• WHAT IS ASKED:
Lay out every one of the rows below as a numbered list, skipping any blank lines.

• DATASET RECORDS:
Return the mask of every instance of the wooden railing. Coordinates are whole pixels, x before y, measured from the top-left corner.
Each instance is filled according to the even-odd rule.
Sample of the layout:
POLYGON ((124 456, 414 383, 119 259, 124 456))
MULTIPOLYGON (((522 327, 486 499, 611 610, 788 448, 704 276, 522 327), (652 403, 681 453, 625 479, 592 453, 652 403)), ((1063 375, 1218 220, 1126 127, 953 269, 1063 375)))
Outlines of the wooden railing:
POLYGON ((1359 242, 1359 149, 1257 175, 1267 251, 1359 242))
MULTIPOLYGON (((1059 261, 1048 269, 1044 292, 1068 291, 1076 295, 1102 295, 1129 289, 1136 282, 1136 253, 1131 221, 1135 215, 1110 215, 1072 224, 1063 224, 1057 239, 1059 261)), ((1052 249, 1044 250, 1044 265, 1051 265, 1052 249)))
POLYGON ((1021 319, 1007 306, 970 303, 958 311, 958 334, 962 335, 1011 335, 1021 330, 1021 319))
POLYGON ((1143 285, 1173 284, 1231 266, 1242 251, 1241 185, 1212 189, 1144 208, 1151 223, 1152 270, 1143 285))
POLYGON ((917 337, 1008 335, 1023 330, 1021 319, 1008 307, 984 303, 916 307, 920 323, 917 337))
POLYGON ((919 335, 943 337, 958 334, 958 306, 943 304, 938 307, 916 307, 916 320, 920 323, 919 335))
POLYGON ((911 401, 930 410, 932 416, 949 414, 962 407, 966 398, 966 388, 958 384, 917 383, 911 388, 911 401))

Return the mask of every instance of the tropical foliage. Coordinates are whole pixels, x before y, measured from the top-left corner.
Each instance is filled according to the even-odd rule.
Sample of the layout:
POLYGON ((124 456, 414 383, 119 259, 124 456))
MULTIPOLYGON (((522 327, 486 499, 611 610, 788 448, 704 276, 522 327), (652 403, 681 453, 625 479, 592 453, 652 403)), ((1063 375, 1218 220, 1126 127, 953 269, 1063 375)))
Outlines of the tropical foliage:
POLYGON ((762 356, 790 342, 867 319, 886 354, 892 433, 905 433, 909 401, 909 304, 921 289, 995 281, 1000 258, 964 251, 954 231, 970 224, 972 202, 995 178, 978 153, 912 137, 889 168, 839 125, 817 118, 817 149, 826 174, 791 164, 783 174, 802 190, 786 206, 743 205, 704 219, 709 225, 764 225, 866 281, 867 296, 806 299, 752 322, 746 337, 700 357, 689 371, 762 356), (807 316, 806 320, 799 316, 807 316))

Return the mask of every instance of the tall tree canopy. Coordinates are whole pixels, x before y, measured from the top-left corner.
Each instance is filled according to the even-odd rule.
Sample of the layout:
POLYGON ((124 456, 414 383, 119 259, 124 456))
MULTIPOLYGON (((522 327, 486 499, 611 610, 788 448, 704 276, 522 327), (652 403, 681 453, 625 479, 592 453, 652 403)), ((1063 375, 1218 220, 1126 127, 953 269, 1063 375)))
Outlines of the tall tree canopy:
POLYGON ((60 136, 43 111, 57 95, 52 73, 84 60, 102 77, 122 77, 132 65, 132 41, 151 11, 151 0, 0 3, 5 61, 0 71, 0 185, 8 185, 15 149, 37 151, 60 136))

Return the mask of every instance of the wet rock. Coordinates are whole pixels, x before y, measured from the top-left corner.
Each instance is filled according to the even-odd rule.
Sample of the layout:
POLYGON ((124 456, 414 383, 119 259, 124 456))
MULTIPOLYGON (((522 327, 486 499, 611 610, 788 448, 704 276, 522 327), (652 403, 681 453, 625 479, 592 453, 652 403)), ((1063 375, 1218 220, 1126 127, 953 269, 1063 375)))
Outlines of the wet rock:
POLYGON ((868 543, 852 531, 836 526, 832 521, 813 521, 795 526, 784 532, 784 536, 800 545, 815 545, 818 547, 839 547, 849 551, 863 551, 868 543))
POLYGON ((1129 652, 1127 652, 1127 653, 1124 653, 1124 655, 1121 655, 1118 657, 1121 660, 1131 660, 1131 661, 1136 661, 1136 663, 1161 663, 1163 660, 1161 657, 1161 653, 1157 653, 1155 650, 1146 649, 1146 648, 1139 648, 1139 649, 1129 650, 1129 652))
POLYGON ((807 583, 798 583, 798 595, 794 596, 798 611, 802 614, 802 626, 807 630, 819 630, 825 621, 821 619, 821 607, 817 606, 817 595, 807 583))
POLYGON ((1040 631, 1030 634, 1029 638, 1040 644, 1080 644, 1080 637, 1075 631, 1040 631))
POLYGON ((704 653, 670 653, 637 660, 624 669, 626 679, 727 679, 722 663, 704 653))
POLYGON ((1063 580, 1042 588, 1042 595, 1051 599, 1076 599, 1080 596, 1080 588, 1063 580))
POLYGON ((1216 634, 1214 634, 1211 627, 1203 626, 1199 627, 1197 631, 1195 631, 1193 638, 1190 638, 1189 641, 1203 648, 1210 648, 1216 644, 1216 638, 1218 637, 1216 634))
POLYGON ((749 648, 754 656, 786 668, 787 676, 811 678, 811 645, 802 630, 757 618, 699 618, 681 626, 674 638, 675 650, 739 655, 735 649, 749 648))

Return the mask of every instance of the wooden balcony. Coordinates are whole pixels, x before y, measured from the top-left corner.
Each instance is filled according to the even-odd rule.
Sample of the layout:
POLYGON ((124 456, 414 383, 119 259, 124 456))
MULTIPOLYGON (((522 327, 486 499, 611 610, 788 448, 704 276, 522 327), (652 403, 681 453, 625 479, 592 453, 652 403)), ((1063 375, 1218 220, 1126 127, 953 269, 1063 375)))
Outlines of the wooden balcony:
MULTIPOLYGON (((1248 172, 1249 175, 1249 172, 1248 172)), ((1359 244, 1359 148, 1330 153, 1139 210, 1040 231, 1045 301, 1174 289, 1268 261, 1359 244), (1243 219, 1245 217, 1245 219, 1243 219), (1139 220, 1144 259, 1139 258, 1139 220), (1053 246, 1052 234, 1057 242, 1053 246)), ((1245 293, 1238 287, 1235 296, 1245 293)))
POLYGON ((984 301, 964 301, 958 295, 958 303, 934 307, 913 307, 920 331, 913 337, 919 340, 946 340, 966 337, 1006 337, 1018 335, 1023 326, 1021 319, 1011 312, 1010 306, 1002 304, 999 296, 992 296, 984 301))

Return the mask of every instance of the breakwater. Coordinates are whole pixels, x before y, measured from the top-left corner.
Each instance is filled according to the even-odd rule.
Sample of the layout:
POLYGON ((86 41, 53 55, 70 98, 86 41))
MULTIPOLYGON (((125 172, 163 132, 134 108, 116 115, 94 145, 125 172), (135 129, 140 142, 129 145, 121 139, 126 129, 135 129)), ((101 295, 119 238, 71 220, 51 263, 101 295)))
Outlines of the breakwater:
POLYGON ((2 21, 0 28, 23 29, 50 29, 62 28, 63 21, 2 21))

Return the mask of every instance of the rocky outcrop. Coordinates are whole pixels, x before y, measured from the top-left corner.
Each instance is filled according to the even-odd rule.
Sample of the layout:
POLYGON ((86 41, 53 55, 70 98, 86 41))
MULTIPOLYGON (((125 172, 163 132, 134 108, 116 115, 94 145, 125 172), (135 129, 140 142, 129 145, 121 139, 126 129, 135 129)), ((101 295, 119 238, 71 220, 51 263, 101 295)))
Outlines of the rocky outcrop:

• TASK ANSWER:
1. Return the mask of every instance of the wooden railing. Coordinates are whole pixels, x before y, measured from the top-left corner.
2. Each instance is filled according to the even-odd rule.
3. Sample of the layout:
4. POLYGON ((124 456, 414 383, 119 259, 124 456))
5. MULTIPOLYGON (((522 327, 486 499, 611 610, 788 448, 704 276, 522 327), (652 403, 681 453, 625 479, 592 453, 652 403)), ((1063 375, 1218 220, 1126 127, 953 269, 1063 375)))
6. Outlines of the wooden railing:
7. POLYGON ((1359 242, 1359 149, 1257 175, 1267 251, 1359 242))
8. MULTIPOLYGON (((1059 261, 1048 269, 1044 292, 1068 291, 1076 295, 1102 295, 1129 289, 1136 282, 1136 253, 1131 221, 1135 215, 1110 215, 1072 224, 1063 224, 1057 239, 1059 261)), ((1052 249, 1044 250, 1044 265, 1051 265, 1052 249)))
9. POLYGON ((1021 319, 1007 306, 970 303, 958 311, 958 334, 962 335, 1011 335, 1021 330, 1021 319))
10. POLYGON ((1143 285, 1173 284, 1231 266, 1242 251, 1241 185, 1212 189, 1144 208, 1151 223, 1152 270, 1143 285))
11. POLYGON ((917 337, 1008 335, 1023 330, 1021 319, 1008 307, 984 303, 916 307, 920 323, 917 337))
12. POLYGON ((919 335, 943 337, 958 334, 958 306, 943 304, 938 307, 916 307, 916 320, 920 323, 919 335))
13. POLYGON ((911 401, 930 410, 932 416, 949 414, 962 407, 966 398, 966 388, 958 384, 917 383, 911 388, 911 401))
14. Return the mask of every instance of the tropical foliage. Coordinates are whole pixels, x before y, measured from the top-left corner.
15. Each instance is filled according to the even-odd rule.
16. Sample of the layout:
17. POLYGON ((124 456, 414 383, 119 259, 124 456))
18. MULTIPOLYGON (((522 327, 486 499, 611 610, 788 448, 704 276, 522 327), (652 403, 681 453, 625 479, 592 453, 652 403)), ((1063 375, 1218 220, 1126 127, 953 269, 1063 375)))
19. Outlines of the tropical foliage:
20. POLYGON ((762 356, 790 342, 867 319, 886 354, 892 433, 905 433, 909 401, 909 304, 921 289, 995 281, 1000 258, 964 251, 954 231, 970 224, 972 202, 995 178, 978 153, 912 137, 889 168, 839 125, 817 118, 817 149, 826 174, 791 164, 783 174, 802 190, 786 206, 743 205, 704 219, 709 225, 764 225, 866 281, 867 296, 806 299, 752 322, 746 337, 700 357, 689 371, 762 356), (807 316, 806 320, 799 316, 807 316))
21. Return the mask of every instance of the tall tree canopy. Coordinates are whole pixels, x before y, measured from the top-left corner.
22. Each instance is filled according to the even-odd rule.
23. Sample of the layout:
24. POLYGON ((124 456, 414 383, 119 259, 124 456))
25. MULTIPOLYGON (((522 327, 486 499, 611 610, 788 448, 704 276, 522 327), (652 403, 681 453, 625 479, 592 453, 652 403)), ((1063 375, 1218 220, 1126 127, 953 269, 1063 375)))
26. Outlines of the tall tree canopy:
27. POLYGON ((60 136, 43 111, 57 95, 52 73, 84 60, 102 77, 122 77, 132 65, 132 41, 151 11, 151 0, 0 3, 5 61, 0 71, 0 185, 8 185, 15 149, 37 151, 60 136))
28. Return the mask of every instance of the wet rock. Coordinates are whole pixels, x before y, measured from the top-left corner.
29. Each instance is filled according to the even-odd rule.
30. Sample of the layout:
31. POLYGON ((124 456, 414 383, 119 259, 124 456))
32. MULTIPOLYGON (((522 327, 486 499, 611 610, 788 448, 704 276, 522 327), (652 403, 681 453, 625 479, 592 453, 652 403)), ((1063 375, 1218 220, 1126 127, 953 269, 1063 375)))
33. Outlines of the wet rock:
34. POLYGON ((868 543, 852 531, 836 526, 832 521, 813 521, 795 526, 784 532, 784 536, 800 545, 815 545, 818 547, 839 547, 849 551, 863 551, 868 543))
35. POLYGON ((1129 652, 1127 652, 1127 653, 1124 653, 1124 655, 1121 655, 1118 657, 1121 660, 1131 660, 1131 661, 1136 661, 1136 663, 1161 663, 1163 660, 1161 657, 1161 653, 1157 653, 1155 650, 1146 649, 1146 648, 1139 648, 1139 649, 1129 650, 1129 652))
36. POLYGON ((807 583, 798 583, 798 595, 794 596, 798 611, 802 614, 802 626, 807 630, 819 630, 825 621, 821 619, 821 607, 817 606, 817 595, 807 583))
37. POLYGON ((1040 631, 1030 634, 1029 638, 1040 644, 1080 644, 1080 637, 1075 631, 1040 631))
38. POLYGON ((704 653, 670 653, 637 660, 624 669, 626 679, 727 679, 722 663, 704 653))
39. POLYGON ((1063 580, 1042 588, 1042 595, 1051 599, 1076 599, 1080 596, 1080 588, 1063 580))
40. POLYGON ((1216 634, 1214 634, 1211 627, 1203 626, 1199 627, 1197 631, 1195 631, 1193 638, 1190 638, 1189 641, 1203 648, 1210 648, 1216 644, 1216 638, 1218 637, 1216 634))
41. POLYGON ((749 648, 754 656, 786 668, 787 676, 811 678, 811 645, 802 630, 757 618, 699 618, 681 626, 674 638, 675 650, 739 655, 735 649, 749 648))
42. Return the mask of every instance of the wooden balcony. Coordinates are whole pixels, x before y, measured from the top-left corner.
43. Each instance is filled according to the even-odd rule.
44. Sample of the layout:
45. POLYGON ((124 456, 414 383, 119 259, 124 456))
46. MULTIPOLYGON (((522 327, 486 499, 611 610, 788 448, 704 276, 522 327), (652 403, 681 453, 625 479, 592 453, 652 403)), ((1063 375, 1218 220, 1126 127, 953 269, 1063 375)))
47. Outlines of the wooden balcony:
48. MULTIPOLYGON (((1248 172, 1249 175, 1249 172, 1248 172)), ((1359 244, 1359 148, 1330 153, 1139 210, 1040 231, 1045 301, 1174 289, 1268 261, 1359 244), (1243 219, 1245 217, 1245 219, 1243 219), (1139 220, 1144 259, 1139 258, 1139 220), (1053 246, 1052 234, 1057 242, 1053 246)), ((1245 293, 1238 287, 1235 296, 1245 293)))
49. POLYGON ((984 301, 964 301, 958 295, 958 303, 934 307, 913 307, 920 331, 913 337, 919 340, 946 340, 966 337, 1006 337, 1018 335, 1023 326, 1021 319, 1011 312, 1010 306, 1002 304, 999 296, 992 296, 984 301))
50. Return the mask of every instance of the breakwater. Coordinates are whole pixels, x before y, measured from the top-left corner.
51. Each instance is filled according to the even-odd rule.
52. Sample of the layout:
53. POLYGON ((86 41, 53 55, 70 98, 86 41))
54. MULTIPOLYGON (((125 172, 163 132, 134 108, 116 115, 94 145, 125 172), (135 129, 140 142, 129 145, 121 139, 126 129, 135 129)), ((101 295, 119 238, 71 220, 51 263, 101 295)))
55. Outlines of the breakwater:
56. POLYGON ((2 21, 0 28, 23 29, 50 29, 62 28, 63 21, 2 21))
57. Return the mask of every instance of the rocky outcrop. Coordinates are whole pixels, x before y, measured from the top-left corner.
58. Each instance is filled according to the even-odd rule.
59. Sample of the layout:
60. POLYGON ((86 41, 53 55, 70 98, 86 41))
61. MULTIPOLYGON (((125 172, 163 132, 134 108, 116 115, 94 145, 125 172), (135 129, 140 142, 129 145, 121 139, 126 129, 135 129)), ((101 295, 119 238, 71 220, 51 263, 101 295)))
62. Outlines of the rocky outcrop:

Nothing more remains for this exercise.